** begin ARTICLE **
ArtIII.S1.6.2 Historical Background on Relationship Between Federal and State Courts

Article III, Section 1:

The judicial Power of the United States, shall be vested in one supreme Court, and in such inferior Courts as the Congress may from time to time ordain and establish. The Judges, both of the supreme and inferior Courts, shall hold their Offices during good Behaviour, and shall, at stated Times, receive for their Services, a Compensation, which shall not be diminished during their Continuance in Office.

At the time of the Founding, each state had its own system of courts, while the Articles of Confederation did not provide for an independent Federal Judiciary.1 The delegates to the Constitutional Convention agreed early on that the new Constitution should establish a federal Judicial Branch including a Supreme Court; however, they debated other questions about how to balance federal and state judicial power.
** end ARTICLE **
** begin INFORMATION GIVEN **
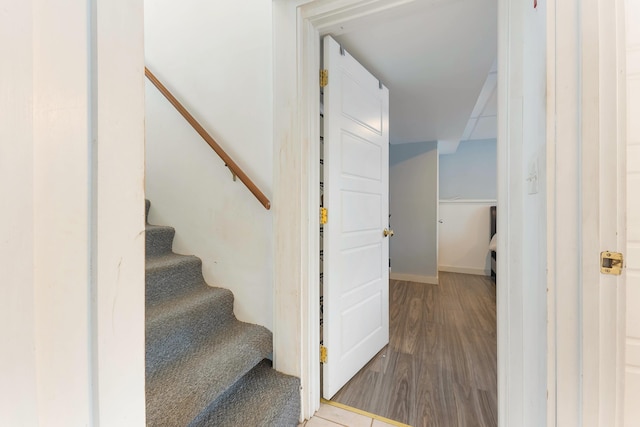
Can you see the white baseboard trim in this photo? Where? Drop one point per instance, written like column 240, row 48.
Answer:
column 433, row 280
column 464, row 270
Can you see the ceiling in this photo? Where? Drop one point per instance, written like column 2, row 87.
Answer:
column 437, row 57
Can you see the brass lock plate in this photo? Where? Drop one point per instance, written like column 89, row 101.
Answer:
column 611, row 263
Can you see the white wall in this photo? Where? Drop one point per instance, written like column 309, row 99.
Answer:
column 471, row 172
column 72, row 300
column 18, row 387
column 468, row 186
column 216, row 57
column 464, row 236
column 413, row 205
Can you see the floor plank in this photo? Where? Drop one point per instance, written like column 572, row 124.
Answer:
column 439, row 368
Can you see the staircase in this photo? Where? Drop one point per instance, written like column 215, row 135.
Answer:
column 203, row 366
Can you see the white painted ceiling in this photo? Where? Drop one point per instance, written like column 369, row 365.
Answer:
column 435, row 56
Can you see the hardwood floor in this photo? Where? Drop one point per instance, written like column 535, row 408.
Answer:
column 439, row 368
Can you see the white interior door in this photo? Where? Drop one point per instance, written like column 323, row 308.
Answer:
column 632, row 341
column 356, row 194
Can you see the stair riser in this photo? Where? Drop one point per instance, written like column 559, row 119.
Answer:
column 159, row 241
column 162, row 284
column 230, row 358
column 172, row 336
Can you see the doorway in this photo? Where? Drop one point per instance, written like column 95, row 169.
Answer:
column 297, row 34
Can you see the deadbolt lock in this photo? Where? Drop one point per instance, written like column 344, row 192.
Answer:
column 611, row 263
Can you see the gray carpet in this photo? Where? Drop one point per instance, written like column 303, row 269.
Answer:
column 203, row 366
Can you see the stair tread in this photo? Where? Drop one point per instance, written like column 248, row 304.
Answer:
column 155, row 227
column 203, row 294
column 179, row 391
column 169, row 261
column 204, row 367
column 263, row 397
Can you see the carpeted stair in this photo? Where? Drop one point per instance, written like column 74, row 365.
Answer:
column 203, row 366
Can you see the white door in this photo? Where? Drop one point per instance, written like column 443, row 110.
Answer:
column 632, row 342
column 356, row 186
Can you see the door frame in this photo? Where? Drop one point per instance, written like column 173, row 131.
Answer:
column 297, row 26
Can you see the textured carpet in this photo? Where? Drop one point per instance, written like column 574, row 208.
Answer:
column 203, row 366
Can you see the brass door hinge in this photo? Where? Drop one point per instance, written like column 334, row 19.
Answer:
column 611, row 263
column 324, row 78
column 324, row 216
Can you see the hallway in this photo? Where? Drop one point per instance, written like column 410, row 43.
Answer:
column 439, row 368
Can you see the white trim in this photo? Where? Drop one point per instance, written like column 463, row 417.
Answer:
column 433, row 280
column 465, row 270
column 487, row 202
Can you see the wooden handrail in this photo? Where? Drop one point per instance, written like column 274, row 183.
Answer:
column 233, row 167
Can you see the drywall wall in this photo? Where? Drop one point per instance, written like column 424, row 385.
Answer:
column 470, row 173
column 468, row 186
column 463, row 239
column 413, row 206
column 217, row 59
column 73, row 239
column 18, row 387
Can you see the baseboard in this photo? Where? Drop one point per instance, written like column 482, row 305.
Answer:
column 433, row 280
column 465, row 270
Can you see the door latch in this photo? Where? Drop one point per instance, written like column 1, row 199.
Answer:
column 611, row 263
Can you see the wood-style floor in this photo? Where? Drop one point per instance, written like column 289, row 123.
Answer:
column 439, row 368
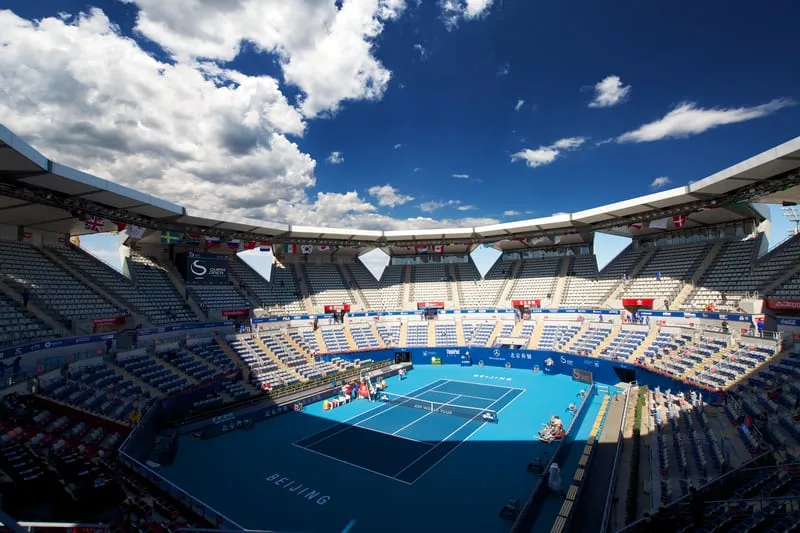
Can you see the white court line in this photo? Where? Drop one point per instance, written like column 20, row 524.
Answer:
column 466, row 439
column 350, row 464
column 348, row 426
column 424, row 416
column 459, row 428
column 479, row 385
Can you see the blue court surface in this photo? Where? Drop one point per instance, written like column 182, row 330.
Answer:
column 379, row 467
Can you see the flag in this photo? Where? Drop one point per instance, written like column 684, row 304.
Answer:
column 170, row 237
column 192, row 239
column 94, row 223
column 661, row 223
column 135, row 232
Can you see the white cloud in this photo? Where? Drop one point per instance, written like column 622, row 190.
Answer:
column 206, row 136
column 687, row 119
column 454, row 11
column 435, row 205
column 609, row 92
column 660, row 182
column 544, row 155
column 388, row 196
column 324, row 50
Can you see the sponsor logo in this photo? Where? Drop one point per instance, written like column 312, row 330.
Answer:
column 298, row 489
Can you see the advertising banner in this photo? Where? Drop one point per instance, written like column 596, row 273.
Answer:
column 211, row 269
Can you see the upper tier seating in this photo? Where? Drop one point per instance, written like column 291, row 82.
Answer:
column 477, row 293
column 430, row 283
column 18, row 326
column 153, row 279
column 383, row 295
column 537, row 278
column 676, row 264
column 733, row 263
column 50, row 284
column 326, row 284
column 160, row 306
column 580, row 283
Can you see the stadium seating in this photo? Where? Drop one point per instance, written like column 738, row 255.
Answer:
column 18, row 326
column 52, row 287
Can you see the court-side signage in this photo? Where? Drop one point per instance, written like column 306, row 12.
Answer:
column 298, row 489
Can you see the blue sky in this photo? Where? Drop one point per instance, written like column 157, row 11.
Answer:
column 398, row 113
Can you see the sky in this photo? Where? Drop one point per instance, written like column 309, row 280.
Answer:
column 392, row 114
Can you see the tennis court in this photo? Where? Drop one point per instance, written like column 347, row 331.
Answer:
column 404, row 440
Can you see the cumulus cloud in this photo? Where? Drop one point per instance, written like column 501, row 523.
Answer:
column 660, row 182
column 455, row 11
column 388, row 196
column 189, row 129
column 609, row 92
column 687, row 119
column 544, row 155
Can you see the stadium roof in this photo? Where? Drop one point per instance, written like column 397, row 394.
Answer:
column 41, row 194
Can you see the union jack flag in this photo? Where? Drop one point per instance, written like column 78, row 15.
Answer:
column 94, row 223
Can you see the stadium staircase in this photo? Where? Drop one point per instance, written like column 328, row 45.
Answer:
column 504, row 298
column 408, row 272
column 498, row 327
column 708, row 361
column 348, row 336
column 456, row 297
column 75, row 273
column 536, row 335
column 575, row 338
column 632, row 273
column 35, row 310
column 377, row 334
column 403, row 337
column 302, row 285
column 648, row 340
column 180, row 286
column 277, row 360
column 460, row 333
column 615, row 331
column 356, row 296
column 561, row 283
column 705, row 264
column 323, row 348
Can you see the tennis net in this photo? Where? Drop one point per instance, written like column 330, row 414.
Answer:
column 477, row 413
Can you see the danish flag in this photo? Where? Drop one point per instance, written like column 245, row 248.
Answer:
column 94, row 223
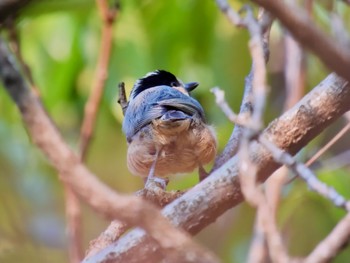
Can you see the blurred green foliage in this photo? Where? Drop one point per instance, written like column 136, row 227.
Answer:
column 60, row 42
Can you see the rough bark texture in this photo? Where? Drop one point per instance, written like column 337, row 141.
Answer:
column 221, row 191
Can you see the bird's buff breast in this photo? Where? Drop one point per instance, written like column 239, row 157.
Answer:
column 182, row 148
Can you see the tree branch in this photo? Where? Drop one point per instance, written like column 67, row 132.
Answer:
column 175, row 245
column 331, row 53
column 220, row 191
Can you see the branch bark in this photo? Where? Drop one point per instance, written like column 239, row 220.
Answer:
column 205, row 202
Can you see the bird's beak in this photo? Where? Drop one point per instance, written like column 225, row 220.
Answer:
column 191, row 86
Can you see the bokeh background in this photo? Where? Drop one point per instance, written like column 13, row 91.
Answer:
column 192, row 39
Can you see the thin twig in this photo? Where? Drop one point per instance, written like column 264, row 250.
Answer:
column 108, row 17
column 340, row 134
column 73, row 211
column 306, row 174
column 265, row 20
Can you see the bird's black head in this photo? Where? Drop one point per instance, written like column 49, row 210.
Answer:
column 159, row 78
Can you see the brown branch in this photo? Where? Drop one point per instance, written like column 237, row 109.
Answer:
column 265, row 21
column 174, row 243
column 340, row 134
column 206, row 201
column 332, row 244
column 108, row 16
column 9, row 8
column 306, row 174
column 330, row 52
column 116, row 228
column 73, row 211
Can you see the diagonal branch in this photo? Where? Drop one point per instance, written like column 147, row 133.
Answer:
column 331, row 53
column 174, row 243
column 205, row 202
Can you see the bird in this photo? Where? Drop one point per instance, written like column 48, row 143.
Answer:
column 166, row 129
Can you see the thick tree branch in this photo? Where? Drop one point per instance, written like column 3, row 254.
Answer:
column 209, row 199
column 175, row 245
** end INFORMATION GIVEN **
▶ EXERCISE REQUIREMENTS:
a: In the passage on federal and state courts, what did the Articles of Confederation fail to provide for?
b: Decide whether each statement agrees with the passage on federal and state courts: (i) A judge's pay may be lowered while the judge is in office. (ii) At the Founding, each state had its own system of courts. (iii) The delegates agreed early on that the new Constitution should set up a Supreme Court.
c: Write down the passage on federal and state courts word for word, from "ArtIII.S1.6.2 Historical Background" up to and including "Continuance in Office.".

▶ PROBLEM SOLUTIONS:
a: An independent Federal Judiciary.

b:
(i) No: "which shall not be diminished during their Continuance in Office."
(ii) Yes: "each state had its own system of courts"
(iii) Yes: "agreed early on that the new Constitution should establish a federal Judicial Branch including a Supreme Court"

c:
ArtIII.S1.6.2 Historical Background on Relationship Between Federal and State Courts

Article III, Section 1:

The judicial Power of the United States, shall be vested in one supreme Court, and in such inferior Courts as the Congress may from time to time ordain and establish. The Judges, both of the supreme and inferior Courts, shall hold their Offices during good Behaviour, and shall, at stated Times, receive for their Services, a Compensation, which shall not be diminished during their Continuance in Office.